INSTRUCTIONS TO FOLLOW: Return the exact lines spanning from the line with "Please identify the wet" through the last line of the entries, boundaries included, and no others.

..........

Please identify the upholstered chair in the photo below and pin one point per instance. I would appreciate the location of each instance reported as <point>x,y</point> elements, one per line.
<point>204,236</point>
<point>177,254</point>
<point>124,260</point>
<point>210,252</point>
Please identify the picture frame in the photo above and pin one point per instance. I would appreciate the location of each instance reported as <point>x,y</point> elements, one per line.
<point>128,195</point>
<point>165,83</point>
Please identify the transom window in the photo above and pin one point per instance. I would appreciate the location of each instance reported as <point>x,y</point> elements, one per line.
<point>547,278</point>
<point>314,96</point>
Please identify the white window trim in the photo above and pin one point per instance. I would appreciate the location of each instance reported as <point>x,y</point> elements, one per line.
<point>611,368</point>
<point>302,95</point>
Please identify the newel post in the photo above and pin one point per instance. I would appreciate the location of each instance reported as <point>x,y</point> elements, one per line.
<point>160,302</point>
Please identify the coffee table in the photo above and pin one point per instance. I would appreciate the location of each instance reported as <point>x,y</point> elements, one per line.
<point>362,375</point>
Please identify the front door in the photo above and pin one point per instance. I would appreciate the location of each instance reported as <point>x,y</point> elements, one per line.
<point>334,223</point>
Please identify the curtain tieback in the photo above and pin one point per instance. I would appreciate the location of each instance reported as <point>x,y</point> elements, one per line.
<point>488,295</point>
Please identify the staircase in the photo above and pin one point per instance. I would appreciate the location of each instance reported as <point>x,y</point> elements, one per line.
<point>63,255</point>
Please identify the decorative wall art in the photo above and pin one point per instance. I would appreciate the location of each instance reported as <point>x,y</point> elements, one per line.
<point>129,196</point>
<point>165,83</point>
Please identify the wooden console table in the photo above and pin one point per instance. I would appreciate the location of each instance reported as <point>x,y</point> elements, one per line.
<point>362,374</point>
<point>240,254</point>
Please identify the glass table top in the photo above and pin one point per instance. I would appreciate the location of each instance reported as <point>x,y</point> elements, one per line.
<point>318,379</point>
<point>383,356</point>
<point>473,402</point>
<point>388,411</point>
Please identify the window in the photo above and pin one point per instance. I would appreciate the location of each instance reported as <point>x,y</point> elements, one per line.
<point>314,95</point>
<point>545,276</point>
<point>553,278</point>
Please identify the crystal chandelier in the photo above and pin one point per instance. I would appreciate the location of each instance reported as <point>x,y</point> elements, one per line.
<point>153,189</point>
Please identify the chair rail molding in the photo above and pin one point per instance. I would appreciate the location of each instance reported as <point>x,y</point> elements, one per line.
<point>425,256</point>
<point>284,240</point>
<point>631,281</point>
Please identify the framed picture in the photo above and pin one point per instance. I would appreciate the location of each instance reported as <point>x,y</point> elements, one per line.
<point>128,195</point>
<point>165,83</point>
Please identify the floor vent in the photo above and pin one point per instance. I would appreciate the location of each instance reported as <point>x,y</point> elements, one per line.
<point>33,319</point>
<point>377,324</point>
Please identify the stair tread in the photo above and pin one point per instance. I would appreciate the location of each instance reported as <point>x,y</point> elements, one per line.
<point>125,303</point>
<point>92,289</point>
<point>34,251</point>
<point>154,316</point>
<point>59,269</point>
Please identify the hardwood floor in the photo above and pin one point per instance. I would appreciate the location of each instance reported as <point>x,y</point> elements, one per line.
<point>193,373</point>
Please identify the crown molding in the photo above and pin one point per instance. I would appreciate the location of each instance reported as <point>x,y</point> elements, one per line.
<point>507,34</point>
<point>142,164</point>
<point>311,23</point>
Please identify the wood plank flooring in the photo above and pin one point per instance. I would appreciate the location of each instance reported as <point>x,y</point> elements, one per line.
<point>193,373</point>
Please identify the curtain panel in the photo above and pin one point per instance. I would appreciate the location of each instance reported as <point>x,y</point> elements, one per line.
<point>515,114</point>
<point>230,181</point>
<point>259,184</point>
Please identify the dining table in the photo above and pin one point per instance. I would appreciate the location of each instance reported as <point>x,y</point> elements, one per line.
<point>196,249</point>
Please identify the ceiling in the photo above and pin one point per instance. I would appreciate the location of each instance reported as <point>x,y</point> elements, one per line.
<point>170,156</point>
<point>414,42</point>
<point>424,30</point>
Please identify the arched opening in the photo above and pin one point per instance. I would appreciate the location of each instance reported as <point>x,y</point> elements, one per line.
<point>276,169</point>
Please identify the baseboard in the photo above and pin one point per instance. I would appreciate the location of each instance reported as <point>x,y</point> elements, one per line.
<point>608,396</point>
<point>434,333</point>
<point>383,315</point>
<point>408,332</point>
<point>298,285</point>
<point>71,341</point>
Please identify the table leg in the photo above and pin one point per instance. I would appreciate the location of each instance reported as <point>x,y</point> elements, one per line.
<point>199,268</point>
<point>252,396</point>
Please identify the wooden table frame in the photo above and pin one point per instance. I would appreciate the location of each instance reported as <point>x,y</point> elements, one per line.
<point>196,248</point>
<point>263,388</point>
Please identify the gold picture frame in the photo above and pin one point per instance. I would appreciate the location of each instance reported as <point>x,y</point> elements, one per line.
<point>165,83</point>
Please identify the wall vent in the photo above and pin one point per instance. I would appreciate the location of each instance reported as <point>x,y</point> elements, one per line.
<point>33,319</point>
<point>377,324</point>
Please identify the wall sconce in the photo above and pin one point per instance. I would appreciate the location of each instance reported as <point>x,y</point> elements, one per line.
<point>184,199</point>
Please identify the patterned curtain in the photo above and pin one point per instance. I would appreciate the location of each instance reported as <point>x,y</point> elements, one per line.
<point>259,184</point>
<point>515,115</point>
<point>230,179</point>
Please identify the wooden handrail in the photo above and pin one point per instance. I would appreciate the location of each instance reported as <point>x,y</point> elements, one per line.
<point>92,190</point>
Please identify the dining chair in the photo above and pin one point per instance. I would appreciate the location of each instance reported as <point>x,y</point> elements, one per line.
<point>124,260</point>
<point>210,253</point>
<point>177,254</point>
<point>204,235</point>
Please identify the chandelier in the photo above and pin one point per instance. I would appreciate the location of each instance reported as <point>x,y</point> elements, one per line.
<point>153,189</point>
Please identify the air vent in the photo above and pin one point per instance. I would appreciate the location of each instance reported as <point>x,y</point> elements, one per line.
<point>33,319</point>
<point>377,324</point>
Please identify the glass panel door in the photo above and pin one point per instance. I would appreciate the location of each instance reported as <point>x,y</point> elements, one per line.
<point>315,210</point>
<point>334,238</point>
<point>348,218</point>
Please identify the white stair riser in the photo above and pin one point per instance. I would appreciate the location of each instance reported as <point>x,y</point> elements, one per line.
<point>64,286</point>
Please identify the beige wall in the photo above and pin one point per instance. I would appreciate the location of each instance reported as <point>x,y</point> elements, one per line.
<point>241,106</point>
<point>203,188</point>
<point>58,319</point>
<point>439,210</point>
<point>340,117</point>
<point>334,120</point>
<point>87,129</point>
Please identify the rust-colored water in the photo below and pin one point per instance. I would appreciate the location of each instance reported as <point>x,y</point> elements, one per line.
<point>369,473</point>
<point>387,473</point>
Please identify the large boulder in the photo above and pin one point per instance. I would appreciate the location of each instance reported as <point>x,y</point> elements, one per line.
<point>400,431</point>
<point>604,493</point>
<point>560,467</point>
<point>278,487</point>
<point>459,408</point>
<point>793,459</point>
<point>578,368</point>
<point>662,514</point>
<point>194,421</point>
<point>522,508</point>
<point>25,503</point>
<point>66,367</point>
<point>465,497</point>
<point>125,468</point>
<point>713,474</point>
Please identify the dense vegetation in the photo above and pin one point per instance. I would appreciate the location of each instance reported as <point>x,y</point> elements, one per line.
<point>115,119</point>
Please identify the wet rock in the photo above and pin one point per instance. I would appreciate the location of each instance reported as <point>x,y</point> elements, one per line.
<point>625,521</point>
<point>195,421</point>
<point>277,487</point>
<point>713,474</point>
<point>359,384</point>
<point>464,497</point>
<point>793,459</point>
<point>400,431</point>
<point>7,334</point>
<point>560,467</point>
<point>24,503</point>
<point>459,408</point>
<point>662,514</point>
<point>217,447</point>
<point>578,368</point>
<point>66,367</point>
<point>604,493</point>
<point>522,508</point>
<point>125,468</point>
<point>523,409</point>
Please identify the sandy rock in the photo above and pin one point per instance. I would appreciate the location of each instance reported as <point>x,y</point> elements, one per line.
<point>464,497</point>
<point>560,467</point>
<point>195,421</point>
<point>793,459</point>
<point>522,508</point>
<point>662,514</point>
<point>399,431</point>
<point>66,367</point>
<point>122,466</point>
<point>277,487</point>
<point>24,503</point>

..........

ANSWER SPACE:
Please identify the wet rock in the photo above and pin one point per instance. I would appreciate the location of each instance reported as <point>x,y</point> elements, one per line.
<point>625,521</point>
<point>195,421</point>
<point>277,487</point>
<point>713,474</point>
<point>359,384</point>
<point>464,497</point>
<point>793,459</point>
<point>400,431</point>
<point>7,334</point>
<point>560,467</point>
<point>24,503</point>
<point>459,408</point>
<point>662,514</point>
<point>217,447</point>
<point>578,368</point>
<point>66,367</point>
<point>604,493</point>
<point>522,508</point>
<point>125,468</point>
<point>523,409</point>
Please identify the sandy rock in the photo above and pin one point per instance. I would appreciate the location of each instance reported as <point>x,y</point> elements, one per line.
<point>464,497</point>
<point>560,467</point>
<point>195,421</point>
<point>793,459</point>
<point>522,508</point>
<point>662,514</point>
<point>399,431</point>
<point>66,367</point>
<point>122,466</point>
<point>277,487</point>
<point>24,503</point>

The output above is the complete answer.